Exercise directions>
Reproduce word for word the part of the passage on Socialism and the fall of imperial Germany starting with "Such, in brief" and going on through "and Vaterlandslose Gesellen.".

Exercise passage>
[Start of Attachment]

Such, in brief outline, was Germany—an empire built on the bayonets of the world's greatest and most efficient army and administered by tens of thousands of loyal and efficient civil servants. How was it possible that it could be overthrown?

In the last analysis it was not overthrown; it was destroyed from within by a cancer that had been eating at its vitals for eighty years. And the seeds of this cancer, by the strange irony of fate, were sown in Germany and cultivated by Germans.

The cancer was Socialism, or Social-Democracy, as it is termed in Germany.


CHAPTER III.

Internationalism and Vaterlandslose Gesellen.

The concluding statement in the previous chapter must by no means be taken as a general arraignment of Socialism, and it requires careful explanation. Indiscriminately to attack Socialism in all its economic aspects testifies rather to mental hardihood than to an understanding of these aspects. A school of political thought which has so powerfully affected the polity of all civilized nations in the last fifty years and has put its impress upon the statutes of those countries cannot be lightly dismissed nor condemned without qualification.

Citizens of the recently allied countries will be likely also to see merit in Socialism because of the very fact that, in one of its aspects, it played a large part in overthrowing an enemy government. Let this be clearly set down and understood at the very beginning: the aspects of Socialism that made the German governmental system ripe for fall were and are inimical not only to the governmental systems of all states, but to the very idea of the state itself.

More: The men responsible for the débâcle in Germany—and in Russia—regard the United States as the chief stronghold of capitalism and of the privilege of plutocracy, and the upsetting of this country's government would be hailed by them with as great rejoicing as were their victories on the continent.

[End of Attachment]

Data for review>
[Start of Attachment]

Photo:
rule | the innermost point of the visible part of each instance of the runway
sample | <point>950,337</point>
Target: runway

[End of Attachment]
[Start of Attachment]

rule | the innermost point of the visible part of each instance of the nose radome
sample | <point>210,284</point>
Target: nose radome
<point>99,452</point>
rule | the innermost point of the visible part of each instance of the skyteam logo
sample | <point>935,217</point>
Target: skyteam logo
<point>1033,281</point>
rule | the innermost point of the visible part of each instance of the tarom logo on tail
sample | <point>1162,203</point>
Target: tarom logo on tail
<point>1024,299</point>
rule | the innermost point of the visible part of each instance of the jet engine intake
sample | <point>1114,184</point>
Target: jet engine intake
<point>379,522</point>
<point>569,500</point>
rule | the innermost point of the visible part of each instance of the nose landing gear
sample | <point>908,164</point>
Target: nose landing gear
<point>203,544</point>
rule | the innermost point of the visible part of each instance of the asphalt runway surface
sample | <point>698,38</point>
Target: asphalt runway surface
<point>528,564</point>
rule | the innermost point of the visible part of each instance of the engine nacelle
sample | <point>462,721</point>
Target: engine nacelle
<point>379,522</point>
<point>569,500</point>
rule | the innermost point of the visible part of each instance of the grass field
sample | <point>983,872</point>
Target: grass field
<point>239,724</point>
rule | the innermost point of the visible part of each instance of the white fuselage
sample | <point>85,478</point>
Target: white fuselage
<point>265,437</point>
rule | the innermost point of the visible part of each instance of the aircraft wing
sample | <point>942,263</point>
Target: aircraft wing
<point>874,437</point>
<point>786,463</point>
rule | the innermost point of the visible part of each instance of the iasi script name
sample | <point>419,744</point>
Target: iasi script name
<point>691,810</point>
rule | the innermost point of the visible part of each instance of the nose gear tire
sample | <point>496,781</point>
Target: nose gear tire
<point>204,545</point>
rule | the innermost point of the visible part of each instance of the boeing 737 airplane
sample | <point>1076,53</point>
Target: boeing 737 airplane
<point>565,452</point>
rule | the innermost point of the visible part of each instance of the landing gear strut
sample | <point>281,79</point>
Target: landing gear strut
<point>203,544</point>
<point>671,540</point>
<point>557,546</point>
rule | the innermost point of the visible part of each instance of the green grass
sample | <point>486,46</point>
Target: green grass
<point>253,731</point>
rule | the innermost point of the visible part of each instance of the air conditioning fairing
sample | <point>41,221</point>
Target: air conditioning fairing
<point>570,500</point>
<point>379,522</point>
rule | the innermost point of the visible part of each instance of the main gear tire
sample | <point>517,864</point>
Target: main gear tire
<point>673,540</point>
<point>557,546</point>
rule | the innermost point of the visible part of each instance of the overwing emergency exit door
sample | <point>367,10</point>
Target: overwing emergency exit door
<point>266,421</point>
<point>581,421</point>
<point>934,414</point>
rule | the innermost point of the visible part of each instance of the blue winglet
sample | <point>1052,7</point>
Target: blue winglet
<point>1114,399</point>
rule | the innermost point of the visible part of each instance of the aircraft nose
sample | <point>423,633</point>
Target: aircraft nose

[End of Attachment]

Output below>
Such, in brief outline, was Germany—an empire built on the bayonets of the world's greatest and most efficient army and administered by tens of thousands of loyal and efficient civil servants. How was it possible that it could be overthrown?

In the last analysis it was not overthrown; it was destroyed from within by a cancer that had been eating at its vitals for eighty years. And the seeds of this cancer, by the strange irony of fate, were sown in Germany and cultivated by Germans.

The cancer was Socialism, or Social-Democracy, as it is termed in Germany.


CHAPTER III.

Internationalism and Vaterlandslose Gesellen.